ENTRIES:
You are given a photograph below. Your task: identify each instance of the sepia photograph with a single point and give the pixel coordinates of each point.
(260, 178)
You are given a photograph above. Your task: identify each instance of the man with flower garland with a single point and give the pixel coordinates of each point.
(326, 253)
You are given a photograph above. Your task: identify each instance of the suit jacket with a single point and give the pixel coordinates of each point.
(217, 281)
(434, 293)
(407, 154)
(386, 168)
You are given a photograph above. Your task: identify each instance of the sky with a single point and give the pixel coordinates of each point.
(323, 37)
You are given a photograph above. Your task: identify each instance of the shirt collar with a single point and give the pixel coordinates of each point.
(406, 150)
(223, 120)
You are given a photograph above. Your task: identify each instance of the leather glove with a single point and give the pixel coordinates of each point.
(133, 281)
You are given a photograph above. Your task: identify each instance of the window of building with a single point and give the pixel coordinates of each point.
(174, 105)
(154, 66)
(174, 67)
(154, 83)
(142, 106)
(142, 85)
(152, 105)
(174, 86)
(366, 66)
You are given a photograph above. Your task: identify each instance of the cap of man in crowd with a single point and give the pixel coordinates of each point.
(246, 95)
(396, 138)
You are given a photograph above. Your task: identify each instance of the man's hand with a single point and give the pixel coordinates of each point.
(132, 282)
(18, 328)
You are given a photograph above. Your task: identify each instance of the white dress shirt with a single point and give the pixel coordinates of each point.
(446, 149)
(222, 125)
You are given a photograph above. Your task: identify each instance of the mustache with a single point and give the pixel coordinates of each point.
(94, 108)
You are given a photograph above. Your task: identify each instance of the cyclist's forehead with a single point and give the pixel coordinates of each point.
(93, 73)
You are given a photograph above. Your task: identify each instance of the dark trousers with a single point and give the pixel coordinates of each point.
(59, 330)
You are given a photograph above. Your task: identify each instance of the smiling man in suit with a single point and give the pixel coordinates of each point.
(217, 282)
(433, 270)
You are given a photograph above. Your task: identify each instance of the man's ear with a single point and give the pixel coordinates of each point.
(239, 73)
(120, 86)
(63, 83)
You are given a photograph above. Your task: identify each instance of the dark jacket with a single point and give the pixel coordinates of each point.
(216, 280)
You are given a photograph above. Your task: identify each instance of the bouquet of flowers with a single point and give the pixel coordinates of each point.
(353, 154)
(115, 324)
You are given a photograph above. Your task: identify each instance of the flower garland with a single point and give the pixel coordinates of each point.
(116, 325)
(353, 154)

INSTRUCTIONS TO FOLLOW: Each record above should be output again exactly.

TASK OUTPUT:
You are given a photograph below. Your task: identify each instance of the sepia photograph with a single point and give the pixel coordinates of each point.
(260, 178)
You are given a photograph above. Your task: identify each instance of the man with flower garland with a single point and give the pixel coordinates of each point.
(326, 253)
You are given a photograph above. Your task: identify each instance of the suit jacket with a single point and give the pixel coordinates of each point.
(217, 281)
(434, 293)
(407, 154)
(386, 168)
You are given a photograph above. Your task: identify each instance of the sky with a single point and give the pixel coordinates of each point.
(323, 37)
You are given a photograph above. Your task: identify each instance of the shirt collar with a single point and give the pixel coordinates of each point.
(406, 150)
(223, 120)
You are given a photograph above. Your task: identify each instance of the leather glove with a single point and give the pixel coordinates of each point.
(133, 281)
You are given a photograph above. Your task: identify each instance of the window of building with a single point and give the pixel coordinates of each point.
(174, 105)
(154, 66)
(174, 67)
(154, 83)
(142, 106)
(142, 85)
(152, 105)
(174, 86)
(366, 66)
You are given a photograph above. Your task: identify each instance of the cap of man in crowd with a single point and give the pixel coordinates of each point.
(246, 95)
(396, 138)
You are given a photograph above. Your task: identify each instance of the man's hand with a single point and give the pixel coordinates of each point.
(132, 282)
(18, 328)
You are given a photograph above. Your task: identify each instance of the white dress shirt with a single point and give the pixel coordinates of each point.
(446, 149)
(222, 125)
You are given a photograph above. Your task: identify each instance of the mustache with a single point and give the pixel coordinates of each point.
(94, 108)
You are given a photograph above. Your task: identify each instance of the cyclist's forehead with a single point and give the pixel coordinates of each point.
(93, 73)
You are given a photograph above. Your task: identify each instance of the dark trousers with a single point and give the pixel coordinates of each point.
(59, 330)
You are given a photograph above. Your task: identify each instance of the smiling man in suit with a single point and give the pixel coordinates of each point.
(217, 282)
(433, 270)
You are given a photograph above. Your task: identify each instance of the man's ear with a single point and give the pixel coordinates of each point.
(239, 73)
(120, 86)
(63, 83)
You are given a photograph above. Your task: identify each instance of the dark jacket with a single point and give the pixel coordinates of each point.
(216, 280)
You are given a photograph above. Your task: identify each instance of the bouquet of flowers with a single point and give the pixel coordinates of each point.
(353, 154)
(115, 324)
You are given a photograph above. Your task: identify each instance of the flower garland with a single point and give the pixel coordinates of each point.
(116, 325)
(353, 154)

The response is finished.